**OBJECTIVE**
All of the records below should be output exactly.

**SOURCE RECORDS**

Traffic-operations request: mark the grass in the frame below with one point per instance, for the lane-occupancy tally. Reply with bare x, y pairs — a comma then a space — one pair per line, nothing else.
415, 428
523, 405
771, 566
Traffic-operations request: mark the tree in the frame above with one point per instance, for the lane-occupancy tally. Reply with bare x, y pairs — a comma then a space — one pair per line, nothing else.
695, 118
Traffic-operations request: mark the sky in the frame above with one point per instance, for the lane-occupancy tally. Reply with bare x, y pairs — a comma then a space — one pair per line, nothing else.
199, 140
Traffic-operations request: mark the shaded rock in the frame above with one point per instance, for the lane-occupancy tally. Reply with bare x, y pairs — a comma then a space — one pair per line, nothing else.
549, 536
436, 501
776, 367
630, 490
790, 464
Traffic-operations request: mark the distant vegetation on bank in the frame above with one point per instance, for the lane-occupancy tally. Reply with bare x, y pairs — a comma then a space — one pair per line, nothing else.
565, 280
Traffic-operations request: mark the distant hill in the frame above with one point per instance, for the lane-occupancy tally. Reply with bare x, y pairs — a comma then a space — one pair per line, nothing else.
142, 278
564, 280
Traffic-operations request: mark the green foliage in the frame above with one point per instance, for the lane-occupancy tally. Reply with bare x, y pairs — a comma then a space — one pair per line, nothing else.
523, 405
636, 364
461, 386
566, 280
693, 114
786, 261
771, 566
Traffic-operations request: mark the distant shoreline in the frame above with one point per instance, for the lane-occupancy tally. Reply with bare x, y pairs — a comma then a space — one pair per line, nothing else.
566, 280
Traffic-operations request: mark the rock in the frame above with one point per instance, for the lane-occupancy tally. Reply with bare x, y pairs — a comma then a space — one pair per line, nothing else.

**SOLUTION FOR THIS PROBLEM**
Traffic-operations request: mark the grass in the frame below with one point per instance, for the lane-occupancy tally. Reply with bare x, y pairs — a comma then a space — one pair per line, nothing else.
415, 428
523, 405
771, 566
Traffic-operations request: mark the tree in the frame above with one point per instance, for the lane-occupancy tally. Reply with bare x, y pairs — a comma then a space — one pair per line, nothing else.
695, 118
Traffic-operations request: mark the sky in the frame above with one point per instance, for the lane-occupancy tally. Reply with bare x, y pairs — a comma then a space — one pair per line, nothing else.
199, 140
Traffic-operations request: mark the shaded rock in the frame above with one point per instance, for the lane-occupancy tally. Reply with bare x, y pairs — a comma then a space — one pair per line, nothing else.
549, 536
436, 501
776, 367
630, 490
790, 464
Traffic-operations request: mark the distant vegetation on bank in the frame above with one point per instance, for the lane-occupancy tally. Reply with bare x, y pairs — a comma then a space — one pair per line, nothing else.
565, 280
Traffic-operations request: mark the distant hill in the frame above with one point per instance, for the lane-occupancy tally. Reply with bare x, y pairs — a comma then a space — one pair per line, nothing else.
142, 278
564, 280
Traffic-operations request: mark the green foliage in the frame above with one point per instance, for the lane-occupancy tally. Reply with bare x, y pairs — a comma then a space — one pair per line, nothing else.
523, 405
636, 364
461, 386
566, 280
693, 114
786, 261
771, 566
Traffic-operations request: mark the distant shoreline in the frame above with one point per instance, for the lane-occupancy tally. Reply with bare x, y pairs — a comma then a space — one pair per line, nothing else.
566, 280
Traffic-operations request: mark the rock in the frame above with one point per instance, for the lane-occupancy tally. Reply with bare x, y pairs — a comma then a space — one pair per line, nothing else.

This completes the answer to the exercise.